Texte présenté ::
1969 | Une grave avarie provoqua la fermeture définitive de l'installation expérimentale.
© HÉLÈNE TOBLER - En tout, il a fallu trente-quatre ans pour mettre un terme à l'expérience nucléaire de Lucens; ce n'est qu'en 2003 que les derniers fûts de déchets faiblement radioactifs ont quitté l'ancienne centrale. La possibilité d'y installer un dépôt intermédiaire de substances radioactives avait été abandonnée en 1988.

GILLES SIMOND | 14.11.2009
     Le mercredi 22 janvier de «l'année érotique», en dessous d'un gros titre consacré aux événements se déroulant à Prague, la Feuille d'Avis de Lausanne annonçait: «Centrale nucléaire de Lucens: alarme! Des produits radioactifs s'échappent dans les cavernes.» Et l'ancêtre de 24 heures de préciser, en majuscules s.v.p.: «AUCUN DANGER POUR LE PUBLIC
     L'alarme avait été donnée le jour précédent, à 17?h?13 précisément, lorsque les instruments de la salle de commande avaient indiqué l'échappement d'un gaz radioactif servant à évacuer la chaleur contenue dans le réacteur nucléaire. Ils signalaient une très grave avarie, le problème de refroidissement entraînant une surchauffe du cœur nucléaire et le début de fusion d'un élément. Le réacteur, en train d'être remis en fonction après plusieurs mois d'interruption, fut immédiatement arrêté par les dispositifs de sécurité, la ventilation stoppée, la caverne isolée pour éviter la contamination radioactive.
     Le lendemain matin, la radioactivité mesurée «n'était plus que le dixième de ce qu'elle était juste après l'accident», relevait La Feuille du jeudi 23. Mais la caverne demeurait inaccessible, et allait le rester définitivement.

Solution d'avenir?
     Le murage de la centrale de Lucens mettait un terme au projet onéreux de filière nucléaire 100% helvétique, né au début des années 1960 avec l'augmentation de la demande en électricité et qui fut soutenu par la Société nationale pour l'encouragement de la technique atomique industrielle (SNA), fondée en 1961. 

     L'atome semblait être la solution d'avenir face aux polluantes centrales thermiques à mazout ou à charbon. La Suisse devait «choisir de manière définitive de baser sa production sur la force hydraulique et l'énergie atomique et conjuguer ces deux agents énergétiques en un système rationnel», écrivait le Conseil fédéral dans son «Rapport de gestion» de 1964. C'est ainsi que naquit la centrale expérimentale de Lucens, dont la mission était la recherche, la formation et le développement de la technologie, avant la production d'électricité.

Consignes ::
1) Reprenez le texte sur la centrale de Lucens en commençant à «L'atome semblait être» et en terminant à «la production d'électricité.», et remplacez «Conseil fédéral» par «gouvernement suisse».
2) Poursuivez le texte sur la centrale de Lucens à partir de sa dernière phrase.
Les entrées ci-dessous proviennent d'une autre source.

Entrées du jeu de données:
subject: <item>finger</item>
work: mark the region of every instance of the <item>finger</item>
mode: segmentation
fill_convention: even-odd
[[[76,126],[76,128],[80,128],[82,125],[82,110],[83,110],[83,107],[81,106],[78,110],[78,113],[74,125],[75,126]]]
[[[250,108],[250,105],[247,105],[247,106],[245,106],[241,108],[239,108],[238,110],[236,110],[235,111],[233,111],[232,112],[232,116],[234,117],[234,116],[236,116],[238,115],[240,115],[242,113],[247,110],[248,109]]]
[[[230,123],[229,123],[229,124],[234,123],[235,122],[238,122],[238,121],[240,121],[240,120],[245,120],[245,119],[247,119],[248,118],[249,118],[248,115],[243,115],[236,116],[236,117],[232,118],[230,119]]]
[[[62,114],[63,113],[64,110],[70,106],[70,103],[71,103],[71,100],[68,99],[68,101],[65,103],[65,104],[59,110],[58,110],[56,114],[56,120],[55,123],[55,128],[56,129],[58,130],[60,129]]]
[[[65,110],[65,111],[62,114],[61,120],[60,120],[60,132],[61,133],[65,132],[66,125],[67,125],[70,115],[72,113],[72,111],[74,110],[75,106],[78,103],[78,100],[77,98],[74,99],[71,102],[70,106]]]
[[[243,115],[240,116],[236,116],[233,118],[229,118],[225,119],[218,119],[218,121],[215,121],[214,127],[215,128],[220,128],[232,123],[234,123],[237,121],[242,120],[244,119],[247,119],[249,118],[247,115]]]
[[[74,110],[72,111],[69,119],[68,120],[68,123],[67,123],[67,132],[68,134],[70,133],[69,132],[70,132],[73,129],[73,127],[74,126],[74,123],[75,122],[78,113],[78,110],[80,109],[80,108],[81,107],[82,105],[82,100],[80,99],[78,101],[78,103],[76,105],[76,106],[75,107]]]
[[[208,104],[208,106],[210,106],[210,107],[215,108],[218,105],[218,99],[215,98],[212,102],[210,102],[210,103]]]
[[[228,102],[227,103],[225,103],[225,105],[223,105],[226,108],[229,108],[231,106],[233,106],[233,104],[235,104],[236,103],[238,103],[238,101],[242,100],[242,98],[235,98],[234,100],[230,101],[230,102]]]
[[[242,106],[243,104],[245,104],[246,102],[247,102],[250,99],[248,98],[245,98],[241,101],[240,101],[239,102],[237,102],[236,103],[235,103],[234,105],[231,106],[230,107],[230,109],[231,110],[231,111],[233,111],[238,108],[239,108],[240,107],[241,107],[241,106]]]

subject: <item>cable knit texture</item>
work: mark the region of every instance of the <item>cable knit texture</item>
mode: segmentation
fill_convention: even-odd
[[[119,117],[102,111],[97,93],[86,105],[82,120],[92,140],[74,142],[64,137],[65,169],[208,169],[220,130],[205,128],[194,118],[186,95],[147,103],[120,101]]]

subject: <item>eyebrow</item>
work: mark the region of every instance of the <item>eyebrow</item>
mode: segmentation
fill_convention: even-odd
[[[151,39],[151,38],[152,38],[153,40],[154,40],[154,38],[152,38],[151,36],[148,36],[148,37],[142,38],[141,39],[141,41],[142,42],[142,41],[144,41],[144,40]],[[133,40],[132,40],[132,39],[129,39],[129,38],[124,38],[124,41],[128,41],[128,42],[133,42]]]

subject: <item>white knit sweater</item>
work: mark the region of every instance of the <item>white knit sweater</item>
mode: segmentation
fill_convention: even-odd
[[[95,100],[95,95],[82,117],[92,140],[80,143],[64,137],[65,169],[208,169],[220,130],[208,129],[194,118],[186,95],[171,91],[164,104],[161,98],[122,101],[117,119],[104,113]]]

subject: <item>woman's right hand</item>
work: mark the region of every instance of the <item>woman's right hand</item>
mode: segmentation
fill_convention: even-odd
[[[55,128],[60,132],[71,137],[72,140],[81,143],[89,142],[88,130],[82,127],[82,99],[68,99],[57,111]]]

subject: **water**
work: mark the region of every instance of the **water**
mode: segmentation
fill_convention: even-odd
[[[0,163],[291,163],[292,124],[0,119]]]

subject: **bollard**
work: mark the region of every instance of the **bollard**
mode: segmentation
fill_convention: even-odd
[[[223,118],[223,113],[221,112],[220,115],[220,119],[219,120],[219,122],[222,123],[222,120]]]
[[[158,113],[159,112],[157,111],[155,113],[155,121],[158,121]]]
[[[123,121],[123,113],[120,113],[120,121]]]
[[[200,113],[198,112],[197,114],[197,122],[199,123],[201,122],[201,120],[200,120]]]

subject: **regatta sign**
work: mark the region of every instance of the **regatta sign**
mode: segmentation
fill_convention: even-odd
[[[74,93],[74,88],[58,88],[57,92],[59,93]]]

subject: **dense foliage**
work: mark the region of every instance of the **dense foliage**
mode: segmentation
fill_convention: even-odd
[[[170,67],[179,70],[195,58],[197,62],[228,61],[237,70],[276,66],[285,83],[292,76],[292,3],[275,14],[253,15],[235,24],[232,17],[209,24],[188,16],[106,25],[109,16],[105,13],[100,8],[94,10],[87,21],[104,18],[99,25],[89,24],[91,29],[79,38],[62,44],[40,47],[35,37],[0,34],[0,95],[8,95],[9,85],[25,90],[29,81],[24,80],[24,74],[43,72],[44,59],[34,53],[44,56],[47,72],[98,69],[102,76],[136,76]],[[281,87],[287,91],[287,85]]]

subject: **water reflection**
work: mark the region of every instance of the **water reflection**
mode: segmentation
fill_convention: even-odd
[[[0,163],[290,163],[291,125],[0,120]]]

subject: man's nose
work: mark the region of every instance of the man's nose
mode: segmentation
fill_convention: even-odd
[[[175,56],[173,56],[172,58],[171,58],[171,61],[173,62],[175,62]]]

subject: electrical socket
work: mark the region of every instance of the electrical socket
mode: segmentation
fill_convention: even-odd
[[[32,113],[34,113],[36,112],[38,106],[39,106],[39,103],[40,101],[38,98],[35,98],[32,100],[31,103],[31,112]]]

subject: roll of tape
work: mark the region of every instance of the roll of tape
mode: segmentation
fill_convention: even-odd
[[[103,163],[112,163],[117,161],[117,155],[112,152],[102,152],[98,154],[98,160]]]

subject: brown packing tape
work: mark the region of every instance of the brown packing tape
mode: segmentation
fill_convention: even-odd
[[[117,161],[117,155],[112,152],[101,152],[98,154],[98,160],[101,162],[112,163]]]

Réponses ::
1)
L'atome semblait être la solution d'avenir face aux polluantes centrales thermiques à mazout ou à charbon. La Suisse devait «choisir de manière définitive de baser sa production sur la force hydraulique et l'énergie atomique et conjuguer ces deux agents énergétiques en un système rationnel», écrivait le gouvernement suisse dans son «Rapport de gestion» de 1964. C'est ainsi que naquit la centrale expérimentale de Lucens, dont la mission était la recherche, la formation et le développement de la technologie, avant la production d'électricité.

2)
     Construit dès 1962, le réacteur était de type dit «à eau lourde», fonctionnant à l'uranium naturel, que l'on espérait alors dénicher dans les Alpes, ce qui aurait assuré l'indépendance de la Suisse. Cent fois moins puissant que ses homologues actuels, il n'a fourni du courant qu'à partir de janvier 1968. Mais, pour l'industrie du nucléaire, Lucens a rempli sa mission en permettant la formation d'une génération de spécialistes – physiciens, chimistes et ingénieurs.
     Cela dit, il faut noter que les centrales construites en Suisse l'ont été à partir d'autres types de technologie, importés d'Allemagne et des Etats-Unis...
     En 1979 – dix ans après les faits! – le rapport de la commission d'enquête sur l'accident de Lucens conclut à une avarie technique. L'humidité régnant dans la caverne aurait corrodé des équipements. Le rapport précisait également que ni les techniciens présents dans la centrale ni la population environnante n'avaient été exposés au rayonnement radioactif.

Jusqu'en 2003
     Le démontage de la centrale de Lucens prit du temps: les cavernes ont été partiellement comblées par du béton en 1992, et les derniers déchets radioactifs n'ont été expédiés vers un dépôt à Würenlingen qu'en septembre 2003.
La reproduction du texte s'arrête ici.